**Фрагмент документа:**

Мераб Мамардашвили, которого называют "Сократом XX века", родился 15 сентября 1930 года в Гори - там же, где появился на свет тиран тиранов того же двадцатого Иосиф Джугашвили, известный миру под именем Сталин. Оба - грузины, оба прожили большую часть жизни в России. Первый был пророком свободы, второй – вождём коммунистов.
Мамардашвили предупреждал: "Мы живём фантомами и идолами. Это идолократия! Если мы будем собирать новое мышление из старых представлений, тогда с точностью копии повторим все структуры тоталитарной системы, и слепые вновь поведут зрячих, сгорбленных в знак всеобщего и полного повиновения. Необходимо, чтобы кто-то каждый день говорил своему народу: "Захотел вождя? Осторожно. Знай, что это рабство".

**Письменное задание:**
Допишите продолжение текста о Мерабе Мамардашвили, начав сразу после его последнего предложения. Строки здесь никакой роли не играют.

**Исходные данные:**
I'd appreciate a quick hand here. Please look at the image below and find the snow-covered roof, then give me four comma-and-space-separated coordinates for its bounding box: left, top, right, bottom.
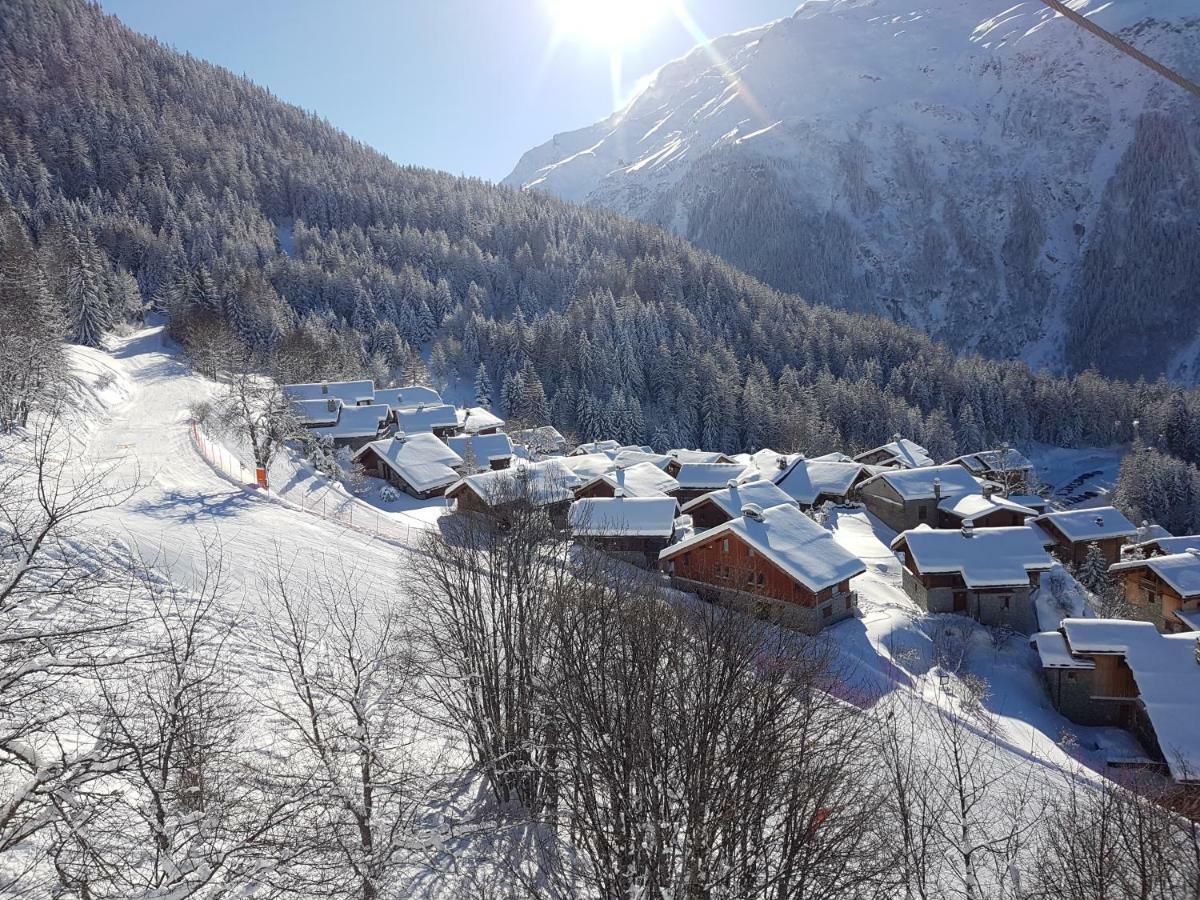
312, 403, 391, 438
457, 407, 504, 434
354, 432, 462, 491
1109, 547, 1200, 600
1030, 631, 1096, 668
570, 497, 678, 538
446, 460, 578, 506
1037, 506, 1138, 544
376, 384, 442, 409
679, 480, 796, 518
948, 448, 1033, 475
446, 432, 512, 463
892, 526, 1054, 589
578, 462, 679, 497
396, 403, 458, 434
773, 458, 863, 506
283, 382, 376, 406
863, 466, 979, 500
659, 503, 866, 593
854, 438, 934, 469
937, 493, 1038, 521
1062, 619, 1200, 781
667, 450, 730, 466
562, 452, 617, 480
1136, 535, 1200, 553
290, 397, 342, 425
676, 462, 745, 491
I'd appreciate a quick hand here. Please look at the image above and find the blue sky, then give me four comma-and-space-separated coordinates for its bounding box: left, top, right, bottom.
101, 0, 799, 180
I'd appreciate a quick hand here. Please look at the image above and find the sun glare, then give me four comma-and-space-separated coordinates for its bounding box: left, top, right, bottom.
546, 0, 677, 50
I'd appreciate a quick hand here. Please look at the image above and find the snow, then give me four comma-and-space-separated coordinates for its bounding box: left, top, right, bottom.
863, 466, 979, 500
1109, 547, 1200, 600
1062, 619, 1200, 781
676, 462, 745, 490
1034, 506, 1138, 544
892, 526, 1054, 589
354, 432, 463, 493
680, 473, 796, 518
310, 403, 391, 439
396, 403, 458, 434
570, 497, 678, 538
283, 382, 376, 407
660, 503, 866, 594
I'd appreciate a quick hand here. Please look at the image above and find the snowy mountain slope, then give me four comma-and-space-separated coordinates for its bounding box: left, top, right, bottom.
506, 0, 1200, 382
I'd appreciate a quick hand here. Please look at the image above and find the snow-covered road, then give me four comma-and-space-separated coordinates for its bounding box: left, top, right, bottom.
76, 326, 415, 589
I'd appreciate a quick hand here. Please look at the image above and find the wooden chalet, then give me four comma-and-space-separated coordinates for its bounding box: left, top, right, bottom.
1109, 547, 1200, 634
659, 503, 866, 634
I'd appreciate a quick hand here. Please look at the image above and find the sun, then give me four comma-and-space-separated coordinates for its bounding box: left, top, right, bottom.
545, 0, 678, 50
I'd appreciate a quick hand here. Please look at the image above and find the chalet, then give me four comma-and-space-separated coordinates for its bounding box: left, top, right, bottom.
772, 456, 871, 509
575, 462, 679, 499
659, 503, 866, 634
667, 462, 745, 504
445, 434, 512, 469
568, 496, 679, 566
937, 494, 1038, 528
854, 434, 936, 469
376, 384, 442, 412
456, 407, 504, 434
1109, 554, 1200, 634
354, 432, 462, 500
666, 450, 745, 478
509, 425, 566, 458
308, 404, 391, 450
892, 526, 1054, 634
946, 448, 1033, 487
680, 479, 796, 530
1032, 618, 1200, 786
1033, 506, 1138, 565
392, 403, 458, 438
283, 382, 384, 407
288, 397, 342, 428
858, 466, 979, 532
446, 460, 578, 528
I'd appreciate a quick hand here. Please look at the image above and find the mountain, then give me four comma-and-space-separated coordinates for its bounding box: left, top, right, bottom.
7, 0, 1200, 460
506, 0, 1200, 383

**Итог упражнения:**
Идею индивидуализма и независимости человека философ называл возрожденческой. Он был одним из немногих в советской империи, кого можно было бы назвать "современным мыслителем" в европейском, западном смысле. Мамардашвили видел такое мышление в прозе трех великих XX века – Джойса, Кафки и Пруста. По свидетельству близкого друга Мераба, живущего в Лондоне профессора Александра Пятигорского, Пруст был ближе ему как "южанин южанину".
Сейчас Мамардашвили постепенно предаётся забвению на своей родине, в Грузии. Прах его покоится на обычном тбилисском городском кладбище. Его не удостоили даже второго по значимости тбилисского пантеона – дидубийского. Тело философа, скоропостижно скончавшегося 25 ноября девяностого года в московском аэропорту Внуково, везли домой из тбилисского аэропорта в открытом кузове грохочущего грузовика (почти хрестоматийная телега с телом "Грибоеда"!). Его грозный соотечественник Иосиф Сталин и сегодня лежит у кремлевской стены - в пантеоне на главной площади России. Не жалующие грузин апологеты советской империи не спешат расстаться с сиятельной могилой деспота.
В самой Грузии сторонники Звиада Гамсахурдия так и не простили Мерабу Мамардашвили двух его фраз: "Я истину ставлю выше моей родины" и "Если народ изберёт Гамсахурдия, я пойду против моего народа".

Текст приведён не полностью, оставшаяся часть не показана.